Park Slope is probably the East Coast ground zero for people who want to observe radical diets, so it’s not like I’m short of gluten-free options. The Coop and Union Market each stock and abundance of gluten-free delights, so I was able to dive into my new lifestyle with no trouble at all.
And I immediately encountered my first annoyance, specifically on behalf of people with actual celiac disease. I bought a bowl of cornflakes – my first foray into gluten-freedom. Cornflakes, being essentially baked corn meal, should have no gluten, but you’ll definitely find it in Kellogg’s. I bought a European box of cornflakes advertised as gluten-free. The box depicted a pastoral scene.
They were shitty. I’ll go into, in the future, why lots of g-free things taste like shit, but here the issue was not the lack of gluten. It was that the cereal contained no sugar, salt, or other flavoring agent.

## Extracted records
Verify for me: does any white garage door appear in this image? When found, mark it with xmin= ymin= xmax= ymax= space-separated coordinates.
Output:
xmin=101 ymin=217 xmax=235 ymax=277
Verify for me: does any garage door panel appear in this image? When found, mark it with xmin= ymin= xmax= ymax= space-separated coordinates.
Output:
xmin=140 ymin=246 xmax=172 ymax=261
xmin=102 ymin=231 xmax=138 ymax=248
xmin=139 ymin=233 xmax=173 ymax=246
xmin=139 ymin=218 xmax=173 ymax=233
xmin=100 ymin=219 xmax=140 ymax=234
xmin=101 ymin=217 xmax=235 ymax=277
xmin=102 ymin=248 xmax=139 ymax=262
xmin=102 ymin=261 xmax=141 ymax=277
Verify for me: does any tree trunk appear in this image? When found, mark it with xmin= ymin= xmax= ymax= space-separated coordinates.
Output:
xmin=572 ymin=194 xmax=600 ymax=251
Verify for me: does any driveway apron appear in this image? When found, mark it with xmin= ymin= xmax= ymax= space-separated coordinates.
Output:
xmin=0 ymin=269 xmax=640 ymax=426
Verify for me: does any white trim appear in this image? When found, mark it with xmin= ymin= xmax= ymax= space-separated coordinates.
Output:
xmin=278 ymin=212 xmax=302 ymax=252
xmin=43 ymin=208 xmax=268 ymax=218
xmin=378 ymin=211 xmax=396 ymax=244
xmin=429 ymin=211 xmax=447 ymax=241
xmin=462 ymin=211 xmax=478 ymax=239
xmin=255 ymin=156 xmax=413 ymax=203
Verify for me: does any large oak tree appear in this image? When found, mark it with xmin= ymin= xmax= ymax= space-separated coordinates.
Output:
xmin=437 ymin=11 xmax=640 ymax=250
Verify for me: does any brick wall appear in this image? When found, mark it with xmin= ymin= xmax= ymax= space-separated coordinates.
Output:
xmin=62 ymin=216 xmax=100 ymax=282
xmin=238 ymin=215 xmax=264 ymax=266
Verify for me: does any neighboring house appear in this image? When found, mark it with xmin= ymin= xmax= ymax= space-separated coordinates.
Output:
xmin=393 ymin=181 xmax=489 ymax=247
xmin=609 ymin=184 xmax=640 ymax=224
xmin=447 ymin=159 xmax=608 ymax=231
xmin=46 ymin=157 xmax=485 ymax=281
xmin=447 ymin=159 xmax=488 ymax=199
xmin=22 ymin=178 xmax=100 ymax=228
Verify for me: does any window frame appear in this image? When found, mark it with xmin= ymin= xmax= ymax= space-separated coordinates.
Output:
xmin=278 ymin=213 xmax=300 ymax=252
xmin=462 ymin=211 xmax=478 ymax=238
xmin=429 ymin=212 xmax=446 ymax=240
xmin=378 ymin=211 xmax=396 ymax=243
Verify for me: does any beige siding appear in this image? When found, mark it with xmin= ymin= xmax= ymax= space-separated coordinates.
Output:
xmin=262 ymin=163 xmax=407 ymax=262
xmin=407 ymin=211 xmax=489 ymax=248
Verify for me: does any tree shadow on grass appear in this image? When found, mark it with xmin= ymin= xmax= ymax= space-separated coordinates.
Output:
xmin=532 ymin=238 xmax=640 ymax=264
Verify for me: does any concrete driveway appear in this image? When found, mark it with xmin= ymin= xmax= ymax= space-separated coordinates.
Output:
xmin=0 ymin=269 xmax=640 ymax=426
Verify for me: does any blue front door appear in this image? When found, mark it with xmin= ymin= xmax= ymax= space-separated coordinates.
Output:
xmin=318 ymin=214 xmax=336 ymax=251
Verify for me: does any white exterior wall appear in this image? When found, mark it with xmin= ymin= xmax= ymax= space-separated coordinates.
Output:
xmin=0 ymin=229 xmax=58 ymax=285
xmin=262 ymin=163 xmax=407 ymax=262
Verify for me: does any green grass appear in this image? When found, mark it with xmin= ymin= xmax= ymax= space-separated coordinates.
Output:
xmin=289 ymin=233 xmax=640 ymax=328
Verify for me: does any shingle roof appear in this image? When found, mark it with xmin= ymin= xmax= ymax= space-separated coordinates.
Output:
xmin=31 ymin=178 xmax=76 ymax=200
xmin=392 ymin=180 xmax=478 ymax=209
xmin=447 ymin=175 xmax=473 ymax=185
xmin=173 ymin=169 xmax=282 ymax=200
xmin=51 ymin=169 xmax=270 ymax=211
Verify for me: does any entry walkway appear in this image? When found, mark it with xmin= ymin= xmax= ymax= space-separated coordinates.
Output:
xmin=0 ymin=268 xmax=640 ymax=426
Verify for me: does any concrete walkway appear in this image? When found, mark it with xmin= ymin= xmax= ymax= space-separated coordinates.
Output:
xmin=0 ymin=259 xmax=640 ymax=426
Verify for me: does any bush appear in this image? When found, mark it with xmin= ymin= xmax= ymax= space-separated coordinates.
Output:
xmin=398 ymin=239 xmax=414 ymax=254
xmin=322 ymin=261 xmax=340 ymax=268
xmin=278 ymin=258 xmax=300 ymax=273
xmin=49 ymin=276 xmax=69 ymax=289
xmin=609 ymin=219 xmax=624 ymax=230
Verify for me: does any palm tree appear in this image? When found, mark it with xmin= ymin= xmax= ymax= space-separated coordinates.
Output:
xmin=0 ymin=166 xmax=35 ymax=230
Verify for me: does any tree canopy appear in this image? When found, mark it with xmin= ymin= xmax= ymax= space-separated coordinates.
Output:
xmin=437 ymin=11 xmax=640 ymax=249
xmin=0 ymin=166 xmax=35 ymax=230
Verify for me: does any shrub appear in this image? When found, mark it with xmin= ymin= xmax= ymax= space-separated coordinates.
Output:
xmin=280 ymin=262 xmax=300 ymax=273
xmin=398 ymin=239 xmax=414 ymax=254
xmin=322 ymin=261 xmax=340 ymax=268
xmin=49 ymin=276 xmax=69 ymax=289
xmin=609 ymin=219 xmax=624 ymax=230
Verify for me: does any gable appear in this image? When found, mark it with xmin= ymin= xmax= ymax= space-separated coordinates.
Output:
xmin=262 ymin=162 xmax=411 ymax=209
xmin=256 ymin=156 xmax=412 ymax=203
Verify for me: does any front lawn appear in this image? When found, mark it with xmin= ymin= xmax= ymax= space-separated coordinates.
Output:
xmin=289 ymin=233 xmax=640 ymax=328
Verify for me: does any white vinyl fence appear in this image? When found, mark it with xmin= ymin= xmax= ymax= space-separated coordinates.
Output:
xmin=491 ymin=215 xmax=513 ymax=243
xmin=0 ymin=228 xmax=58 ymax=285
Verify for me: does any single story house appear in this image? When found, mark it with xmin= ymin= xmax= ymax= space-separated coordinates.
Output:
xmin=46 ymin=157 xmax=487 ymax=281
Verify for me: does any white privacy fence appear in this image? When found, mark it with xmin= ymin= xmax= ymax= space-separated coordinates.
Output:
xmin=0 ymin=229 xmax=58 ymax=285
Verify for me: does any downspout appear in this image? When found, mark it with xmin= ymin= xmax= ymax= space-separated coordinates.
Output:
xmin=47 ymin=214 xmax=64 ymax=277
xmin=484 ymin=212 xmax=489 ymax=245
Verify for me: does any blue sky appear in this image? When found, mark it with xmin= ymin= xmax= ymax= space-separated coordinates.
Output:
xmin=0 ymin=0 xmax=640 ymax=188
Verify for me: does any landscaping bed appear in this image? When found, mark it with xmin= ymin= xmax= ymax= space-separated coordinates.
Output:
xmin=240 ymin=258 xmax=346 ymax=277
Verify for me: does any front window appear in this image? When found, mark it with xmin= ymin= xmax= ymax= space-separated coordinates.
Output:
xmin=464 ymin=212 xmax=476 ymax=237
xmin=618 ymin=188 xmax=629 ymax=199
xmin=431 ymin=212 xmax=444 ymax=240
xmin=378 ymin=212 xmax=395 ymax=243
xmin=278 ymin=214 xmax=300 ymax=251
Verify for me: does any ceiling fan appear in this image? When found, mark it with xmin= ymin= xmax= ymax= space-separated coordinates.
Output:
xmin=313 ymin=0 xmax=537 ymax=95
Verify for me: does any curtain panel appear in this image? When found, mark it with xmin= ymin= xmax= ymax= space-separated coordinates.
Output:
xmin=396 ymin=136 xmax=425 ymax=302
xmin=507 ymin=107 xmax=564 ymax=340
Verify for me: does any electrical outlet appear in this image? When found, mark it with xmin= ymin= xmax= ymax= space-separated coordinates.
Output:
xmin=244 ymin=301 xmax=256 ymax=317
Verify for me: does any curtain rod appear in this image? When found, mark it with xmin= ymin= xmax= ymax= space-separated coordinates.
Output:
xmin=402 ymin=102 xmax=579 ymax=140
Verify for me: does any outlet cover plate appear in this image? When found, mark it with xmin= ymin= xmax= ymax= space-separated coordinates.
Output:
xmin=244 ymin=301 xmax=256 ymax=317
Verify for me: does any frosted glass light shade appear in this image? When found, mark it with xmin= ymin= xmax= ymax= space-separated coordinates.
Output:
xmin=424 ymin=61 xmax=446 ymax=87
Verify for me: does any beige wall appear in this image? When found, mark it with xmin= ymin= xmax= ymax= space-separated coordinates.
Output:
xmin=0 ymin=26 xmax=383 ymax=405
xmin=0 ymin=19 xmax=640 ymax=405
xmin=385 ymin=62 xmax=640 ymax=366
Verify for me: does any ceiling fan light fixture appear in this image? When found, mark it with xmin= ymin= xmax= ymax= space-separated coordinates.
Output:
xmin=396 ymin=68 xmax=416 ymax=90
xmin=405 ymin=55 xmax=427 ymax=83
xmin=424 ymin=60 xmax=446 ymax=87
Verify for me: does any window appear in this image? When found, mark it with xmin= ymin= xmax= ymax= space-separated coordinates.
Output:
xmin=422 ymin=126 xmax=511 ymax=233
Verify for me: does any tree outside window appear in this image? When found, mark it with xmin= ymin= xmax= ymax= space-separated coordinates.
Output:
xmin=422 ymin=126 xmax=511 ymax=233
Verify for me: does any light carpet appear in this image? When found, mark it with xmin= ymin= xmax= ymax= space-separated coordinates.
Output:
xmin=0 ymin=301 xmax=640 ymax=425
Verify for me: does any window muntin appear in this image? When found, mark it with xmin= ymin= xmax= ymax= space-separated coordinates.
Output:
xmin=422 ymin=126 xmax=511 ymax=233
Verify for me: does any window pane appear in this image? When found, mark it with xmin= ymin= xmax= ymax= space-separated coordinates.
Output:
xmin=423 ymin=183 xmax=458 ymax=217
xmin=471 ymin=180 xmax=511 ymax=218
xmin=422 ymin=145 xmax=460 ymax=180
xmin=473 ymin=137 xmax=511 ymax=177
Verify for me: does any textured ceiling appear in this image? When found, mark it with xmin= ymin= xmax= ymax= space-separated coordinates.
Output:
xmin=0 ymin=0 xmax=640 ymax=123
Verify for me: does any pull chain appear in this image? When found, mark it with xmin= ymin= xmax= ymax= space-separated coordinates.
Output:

## Tasks to carry out
(1) Which two stores does the gluten-free post name as stocking plenty of gluten-free foods?
(2) Print everything in the gluten-free post from "And I immediately" down to "other flavoring agent.".
(3) Condense the paragraph of the gluten-free post that begins "And I immediately encountered" into one or two sentences, keeping its main facts.
The entries have no connection to the gluten-free post.

## Solutions to each task
(1) The Coop and Union Market.

(2)
And I immediately encountered my first annoyance, specifically on behalf of people with actual celiac disease. I bought a bowl of cornflakes – my first foray into gluten-freedom. Cornflakes, being essentially baked corn meal, should have no gluten, but you’ll definitely find it in Kellogg’s. I bought a European box of cornflakes advertised as gluten-free. The box depicted a pastoral scene.
They were shitty. I’ll go into, in the future, why lots of g-free things taste like shit, but here the issue was not the lack of gluten. It was that the cereal contained no sugar, salt, or other flavoring agent.

(3) The writer's first annoyance, felt on behalf of people with celiac disease, came with cornflakes. Though cornflakes are essentially baked corn meal and should contain no gluten, Kellogg's do, so the writer bought a European box advertised as gluten-free that showed a pastoral scene.